WHAT TO PRODUCE —
Repeat the lines starting at the one that contains "Pin every instance of the wood" and ending at the one that contains "Pin every instance of the orange pumpkin.", both included, word for word and with nothing else.

● ● ●

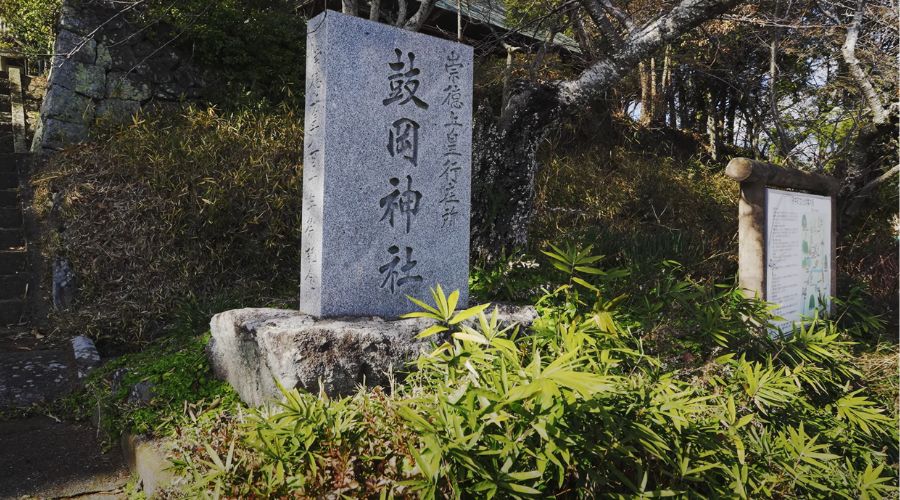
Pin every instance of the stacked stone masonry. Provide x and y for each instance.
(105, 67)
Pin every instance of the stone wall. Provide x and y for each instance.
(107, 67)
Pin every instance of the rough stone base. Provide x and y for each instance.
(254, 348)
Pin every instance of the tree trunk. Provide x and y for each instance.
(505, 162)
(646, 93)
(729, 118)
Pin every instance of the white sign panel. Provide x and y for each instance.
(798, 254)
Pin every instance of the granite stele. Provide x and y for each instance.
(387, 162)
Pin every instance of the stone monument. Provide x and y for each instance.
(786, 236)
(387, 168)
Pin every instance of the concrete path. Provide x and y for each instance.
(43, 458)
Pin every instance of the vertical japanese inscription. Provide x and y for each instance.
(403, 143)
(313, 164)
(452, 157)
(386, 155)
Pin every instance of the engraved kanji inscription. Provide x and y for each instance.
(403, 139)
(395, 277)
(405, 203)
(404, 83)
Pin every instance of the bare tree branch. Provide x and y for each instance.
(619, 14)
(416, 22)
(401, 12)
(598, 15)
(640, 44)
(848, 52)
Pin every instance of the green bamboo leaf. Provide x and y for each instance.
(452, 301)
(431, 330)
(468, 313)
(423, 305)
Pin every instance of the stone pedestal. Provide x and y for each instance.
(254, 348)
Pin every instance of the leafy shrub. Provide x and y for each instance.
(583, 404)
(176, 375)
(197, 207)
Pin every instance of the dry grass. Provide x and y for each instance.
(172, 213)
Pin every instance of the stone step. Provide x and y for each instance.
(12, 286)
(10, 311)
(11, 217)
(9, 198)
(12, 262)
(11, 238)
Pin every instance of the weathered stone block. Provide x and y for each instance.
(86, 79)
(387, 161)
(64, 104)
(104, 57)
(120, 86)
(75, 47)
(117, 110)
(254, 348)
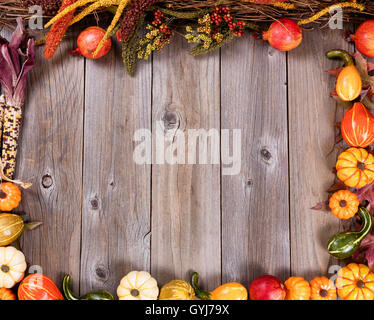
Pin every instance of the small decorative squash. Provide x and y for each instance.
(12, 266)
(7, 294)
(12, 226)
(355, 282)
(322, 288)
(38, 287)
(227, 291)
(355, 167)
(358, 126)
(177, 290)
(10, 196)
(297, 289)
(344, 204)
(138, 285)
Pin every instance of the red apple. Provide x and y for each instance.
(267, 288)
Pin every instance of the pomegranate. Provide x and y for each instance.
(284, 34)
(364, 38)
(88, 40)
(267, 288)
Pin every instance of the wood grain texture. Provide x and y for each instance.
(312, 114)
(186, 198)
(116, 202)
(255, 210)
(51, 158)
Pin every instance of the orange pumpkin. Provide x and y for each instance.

● ● ●

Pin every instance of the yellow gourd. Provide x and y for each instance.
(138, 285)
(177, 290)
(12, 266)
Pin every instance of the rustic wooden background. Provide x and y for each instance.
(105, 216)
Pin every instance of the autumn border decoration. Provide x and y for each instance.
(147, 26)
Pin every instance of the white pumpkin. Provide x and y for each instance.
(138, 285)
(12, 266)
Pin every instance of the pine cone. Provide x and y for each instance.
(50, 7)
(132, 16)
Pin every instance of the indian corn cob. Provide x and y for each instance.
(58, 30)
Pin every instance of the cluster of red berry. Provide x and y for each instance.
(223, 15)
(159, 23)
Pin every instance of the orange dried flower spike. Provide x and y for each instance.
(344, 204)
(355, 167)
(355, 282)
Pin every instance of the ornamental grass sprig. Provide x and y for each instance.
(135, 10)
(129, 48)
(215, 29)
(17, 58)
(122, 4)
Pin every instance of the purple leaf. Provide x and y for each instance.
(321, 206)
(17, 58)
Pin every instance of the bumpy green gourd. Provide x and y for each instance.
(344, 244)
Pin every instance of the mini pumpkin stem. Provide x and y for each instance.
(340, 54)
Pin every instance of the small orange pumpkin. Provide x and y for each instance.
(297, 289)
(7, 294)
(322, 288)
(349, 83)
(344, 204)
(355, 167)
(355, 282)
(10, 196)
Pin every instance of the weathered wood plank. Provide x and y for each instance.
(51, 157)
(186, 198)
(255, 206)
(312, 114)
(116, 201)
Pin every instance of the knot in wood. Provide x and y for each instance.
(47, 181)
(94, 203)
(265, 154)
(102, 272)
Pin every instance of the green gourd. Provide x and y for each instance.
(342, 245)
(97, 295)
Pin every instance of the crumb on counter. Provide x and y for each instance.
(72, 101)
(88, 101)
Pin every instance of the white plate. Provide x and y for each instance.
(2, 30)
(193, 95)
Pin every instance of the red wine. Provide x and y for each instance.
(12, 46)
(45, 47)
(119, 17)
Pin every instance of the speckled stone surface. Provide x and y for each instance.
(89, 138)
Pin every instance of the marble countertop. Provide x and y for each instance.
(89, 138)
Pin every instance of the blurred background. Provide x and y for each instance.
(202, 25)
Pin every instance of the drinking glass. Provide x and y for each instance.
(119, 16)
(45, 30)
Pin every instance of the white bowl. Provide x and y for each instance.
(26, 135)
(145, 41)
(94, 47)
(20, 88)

● ● ●

RESULT FOR THIS EXERCISE —
Pin every instance of the wood grain texture. Provide x and y for each instance.
(312, 114)
(186, 198)
(116, 202)
(255, 210)
(51, 158)
Pin every instance of the orange pumpkin. Provide x and y for each instance.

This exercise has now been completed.